Natural language region descriptions
○ ○ ○ ○ ○ ○ ○
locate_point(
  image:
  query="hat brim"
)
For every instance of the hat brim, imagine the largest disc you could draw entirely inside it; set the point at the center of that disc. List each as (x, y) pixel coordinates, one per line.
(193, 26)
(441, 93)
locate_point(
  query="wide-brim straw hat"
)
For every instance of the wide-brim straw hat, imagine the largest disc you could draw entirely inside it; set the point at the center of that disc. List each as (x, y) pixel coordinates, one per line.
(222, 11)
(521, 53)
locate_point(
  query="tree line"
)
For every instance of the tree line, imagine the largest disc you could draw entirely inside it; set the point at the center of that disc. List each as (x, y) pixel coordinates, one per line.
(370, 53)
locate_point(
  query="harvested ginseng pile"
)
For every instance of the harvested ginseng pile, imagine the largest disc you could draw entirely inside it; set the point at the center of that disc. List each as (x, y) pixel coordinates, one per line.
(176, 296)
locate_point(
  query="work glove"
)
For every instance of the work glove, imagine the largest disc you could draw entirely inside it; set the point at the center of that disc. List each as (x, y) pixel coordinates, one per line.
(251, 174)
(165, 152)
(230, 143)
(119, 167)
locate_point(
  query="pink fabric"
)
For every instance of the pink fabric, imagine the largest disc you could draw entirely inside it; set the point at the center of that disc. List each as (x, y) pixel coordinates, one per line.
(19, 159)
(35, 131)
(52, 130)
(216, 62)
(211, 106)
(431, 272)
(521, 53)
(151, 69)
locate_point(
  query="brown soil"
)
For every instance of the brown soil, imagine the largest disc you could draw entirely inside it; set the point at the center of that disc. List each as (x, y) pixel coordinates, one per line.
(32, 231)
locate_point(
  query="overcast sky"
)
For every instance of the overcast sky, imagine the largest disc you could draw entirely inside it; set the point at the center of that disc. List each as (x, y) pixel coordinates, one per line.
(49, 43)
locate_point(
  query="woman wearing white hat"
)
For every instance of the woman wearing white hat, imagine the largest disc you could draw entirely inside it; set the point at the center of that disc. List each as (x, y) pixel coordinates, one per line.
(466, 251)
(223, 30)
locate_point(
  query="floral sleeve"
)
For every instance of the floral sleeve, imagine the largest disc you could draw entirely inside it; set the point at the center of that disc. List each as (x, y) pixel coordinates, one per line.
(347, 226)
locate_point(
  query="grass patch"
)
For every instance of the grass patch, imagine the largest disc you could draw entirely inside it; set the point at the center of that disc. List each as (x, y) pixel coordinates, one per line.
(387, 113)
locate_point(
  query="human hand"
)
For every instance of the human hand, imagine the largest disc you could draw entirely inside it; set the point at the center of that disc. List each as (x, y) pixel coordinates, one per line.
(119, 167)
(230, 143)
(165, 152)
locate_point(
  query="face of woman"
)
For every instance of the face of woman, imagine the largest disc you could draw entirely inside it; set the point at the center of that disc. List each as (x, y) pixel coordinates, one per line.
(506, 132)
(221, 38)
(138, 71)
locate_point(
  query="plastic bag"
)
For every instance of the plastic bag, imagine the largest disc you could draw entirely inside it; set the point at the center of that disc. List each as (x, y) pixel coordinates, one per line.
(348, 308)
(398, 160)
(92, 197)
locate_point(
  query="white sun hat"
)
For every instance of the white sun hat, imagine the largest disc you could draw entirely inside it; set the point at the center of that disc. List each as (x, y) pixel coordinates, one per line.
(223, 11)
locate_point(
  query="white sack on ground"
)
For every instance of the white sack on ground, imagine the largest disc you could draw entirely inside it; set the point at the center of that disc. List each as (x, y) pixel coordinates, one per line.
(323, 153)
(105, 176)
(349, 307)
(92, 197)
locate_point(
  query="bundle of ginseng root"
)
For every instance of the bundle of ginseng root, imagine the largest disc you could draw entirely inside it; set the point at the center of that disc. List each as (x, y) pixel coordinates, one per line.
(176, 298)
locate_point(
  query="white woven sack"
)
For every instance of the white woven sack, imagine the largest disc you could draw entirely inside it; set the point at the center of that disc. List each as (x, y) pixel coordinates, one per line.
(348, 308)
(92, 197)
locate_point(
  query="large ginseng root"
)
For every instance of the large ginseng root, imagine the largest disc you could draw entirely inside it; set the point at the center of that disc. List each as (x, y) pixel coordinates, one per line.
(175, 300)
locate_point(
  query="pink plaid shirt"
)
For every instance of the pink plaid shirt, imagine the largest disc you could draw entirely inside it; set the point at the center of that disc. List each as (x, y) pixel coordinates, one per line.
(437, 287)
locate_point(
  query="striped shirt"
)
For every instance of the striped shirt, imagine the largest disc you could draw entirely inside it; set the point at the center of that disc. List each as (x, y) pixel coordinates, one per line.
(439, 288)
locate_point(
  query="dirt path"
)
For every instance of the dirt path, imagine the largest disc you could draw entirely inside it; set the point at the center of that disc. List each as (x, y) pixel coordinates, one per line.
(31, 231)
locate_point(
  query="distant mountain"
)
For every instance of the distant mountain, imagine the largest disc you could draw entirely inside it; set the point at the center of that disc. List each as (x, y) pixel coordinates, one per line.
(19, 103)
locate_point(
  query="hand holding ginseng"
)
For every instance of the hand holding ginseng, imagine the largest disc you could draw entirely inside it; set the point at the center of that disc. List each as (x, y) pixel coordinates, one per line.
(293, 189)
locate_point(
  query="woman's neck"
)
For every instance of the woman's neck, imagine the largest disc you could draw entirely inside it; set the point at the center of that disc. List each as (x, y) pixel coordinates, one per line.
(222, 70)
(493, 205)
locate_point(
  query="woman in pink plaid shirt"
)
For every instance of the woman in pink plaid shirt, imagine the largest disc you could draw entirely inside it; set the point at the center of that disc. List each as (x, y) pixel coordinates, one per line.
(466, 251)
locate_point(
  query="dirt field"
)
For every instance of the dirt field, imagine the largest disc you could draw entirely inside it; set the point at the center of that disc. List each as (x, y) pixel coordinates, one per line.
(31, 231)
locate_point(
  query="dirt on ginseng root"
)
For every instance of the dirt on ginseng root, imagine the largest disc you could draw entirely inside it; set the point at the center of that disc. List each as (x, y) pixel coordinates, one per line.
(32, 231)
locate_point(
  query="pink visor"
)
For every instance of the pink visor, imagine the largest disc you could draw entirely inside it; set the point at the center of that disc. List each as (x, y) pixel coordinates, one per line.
○ ○ ○ ○ ○ ○ ○
Work request:
Every line above is to be transcribed exactly, with nothing missed.

Solution to the exercise:
locate_point(
  image:
  query="hat brim"
)
For every instance of the hat brim, imagine the largest disc you could draw entirely inside it; set the point at the center of that disc. List each as (x, y) pixel coordinates, one per line.
(193, 26)
(441, 93)
locate_point(
  query="wide-brim straw hat"
)
For every instance of the wide-brim straw hat, imagine the largest disc you could draw entirely inside it; set the point at the center of that disc. List each as (x, y) pixel coordinates, one per line.
(222, 11)
(521, 53)
locate_point(
  query="tree line"
)
For every instance of the tree line, imagine the largest disc you could draw entirely inside it; set the point at the center of that disc. List each as (x, y) pixel coordinates, one per line.
(370, 53)
locate_point(
  query="harvested ginseng pile"
)
For every instance of the harvested ginseng pile, imagine the largest disc you could draw entirely inside it; set the point at the center of that disc. List each as (x, y) pixel coordinates, one per line.
(176, 296)
locate_point(
  query="work glove"
)
For every instance of the work glove, imagine the largest disc you could draw entirely inside it; set the point at the center of that disc. List each as (x, y) pixel coordinates, one per line.
(251, 174)
(165, 152)
(230, 143)
(119, 167)
locate_point(
  query="pink fabric"
)
For every instance of the pink fabric, imagine the largest disc you could draw entirely inside it; set the point at the center of that disc. List each as (x, y) pixel coordinates, one per line.
(19, 159)
(35, 131)
(52, 130)
(216, 62)
(211, 106)
(431, 272)
(521, 53)
(151, 69)
locate_point(
  query="brown soil"
)
For every instance of the brown soil, imagine the largest disc you could draw entirely inside it; set the point at the center of that disc. List each as (x, y) pixel coordinates, one per line.
(32, 231)
locate_point(
  query="overcast sky"
)
For every instance of the overcast sky, imagine the largest disc you could draw entirely inside it; set the point at the center of that disc. List each as (x, y) pixel coordinates, one per line.
(49, 43)
locate_point(
  query="woman wearing white hat"
)
For every instance of the woman wearing white hat, imagine the largest disc you could draw entirely inside it; set the point at the center of that disc. List each as (x, y) pixel coordinates, one per line.
(466, 251)
(223, 30)
locate_point(
  query="floral sleeve"
)
For every instance of the floral sleeve, imagine the largest disc you could draw entirely inside it; set the point at the center of that disc. List each as (x, y) pixel coordinates, one per line.
(347, 226)
locate_point(
  query="grass patch"
)
For every instance of the grass patch, imagine the largest disc you could draw entirely inside it; set the point at the center of that disc. List each as (x, y) pixel coordinates, one per line.
(387, 113)
locate_point(
  query="human hand"
)
For every instance of the human hand, imagine the largest disc you could draw entirely inside it; set the point at the center of that disc. List each as (x, y) pixel coordinates, one per line.
(119, 167)
(230, 143)
(165, 152)
locate_point(
  query="face of woman"
)
For every instance of the face of woman, imagine the largest disc you could draw entirely inside it; set the point at the center of that disc. List each as (x, y) pixel coordinates, one per line.
(506, 132)
(221, 38)
(138, 71)
locate_point(
  query="plastic bag"
)
For every instance of the plastic bag, imagine the largest disc you could draw entirely inside it; set the point at the center of that disc. List each as (x, y) pixel coordinates, one per line.
(348, 308)
(398, 160)
(92, 197)
locate_point(
  query="white sun hat"
)
For every instance of the white sun hat, imagine the largest disc you could draw entirely inside it; set the point at the center of that disc. List each as (x, y) pixel coordinates, one per line.
(223, 11)
locate_point(
  query="white sack on ground"
)
For every instance of the white sack on ground, imagine the largest disc you could draw entirely inside it; set the point at the center of that disc. List each as (x, y) pixel coordinates, one per line.
(323, 153)
(105, 176)
(349, 307)
(92, 197)
locate_point(
  query="bundle of ginseng root"
)
For every instance of the bundle of ginseng root, imagine the largest disc you could draw entirely inside it; set the point at the center of that disc. List each as (x, y) pixel coordinates, one per line.
(176, 298)
locate_point(
  query="white woven sack"
)
For every instance of the white woven sack, imagine the largest disc you could draw entirely inside it; set the point at the center of that disc. List each as (x, y) pixel coordinates, one per line.
(348, 308)
(92, 197)
locate_point(
  query="large ginseng root"
)
For every instance of the large ginseng root, imagine the largest disc you could draw entirely inside it; set the point at the center of that disc. List each as (x, y) pixel coordinates, one per line.
(175, 300)
locate_point(
  query="pink plaid shirt"
)
For every instance of the pink plaid shirt, imagine the largest disc you could draw entirely inside it; set the point at the center of that disc. List each as (x, y) pixel coordinates, one per line.
(437, 287)
locate_point(
  query="striped shirt"
)
For every instance of the striped shirt, imagine the largest disc you could draw entirely inside it; set the point at the center of that disc. List each as (x, y) pixel coordinates, one per line.
(439, 288)
locate_point(
  query="dirt path"
)
For every instance of the dirt path, imagine the largest disc you could draw entirely inside it; set the point at the center of that disc. List each as (x, y) pixel coordinates, one per line.
(31, 231)
locate_point(
  query="distant mountain"
)
For every instance of the distant mountain, imagine the largest disc you could draw entirely inside it; set the point at the center of that disc. List each as (x, y) pixel coordinates, one per line.
(19, 103)
locate_point(
  query="hand holding ginseng"
)
For every instance of the hand holding ginseng, imagine the largest disc you could draw entirely inside it; set the point at the center of that disc. List each as (x, y) pixel coordinates, one per line.
(293, 189)
locate_point(
  query="woman's neck"
)
For every instance of the woman's neck, imagine the largest disc you could draw entirely inside it; set the point at the center of that disc. List each as (x, y) pixel coordinates, one per line.
(222, 70)
(493, 205)
locate_point(
  query="woman in pink plaid shirt"
)
For every instance of the woman in pink plaid shirt, imagine the largest disc you could draw entirely inside it; set the point at the center of that disc. List each as (x, y) pixel coordinates, one per line.
(466, 251)
locate_point(
  query="dirt field"
)
For every instance of the dirt field, imagine the largest disc you could draw entirely inside it; set the point at the center of that disc. List each as (x, y) pixel coordinates, one per line.
(31, 231)
locate_point(
  query="dirt on ginseng root"
)
For every instance of the dirt on ginseng root, imagine the largest disc you could draw entirely inside it; set the point at the center of that disc. List each as (x, y) pixel coordinates, one per line.
(32, 231)
locate_point(
  query="pink visor"
)
For every instance of the pink visor, imagine the largest disc you could draw entirely inside it; set the point at the center of that disc. List each as (x, y) pixel coordinates, one per line.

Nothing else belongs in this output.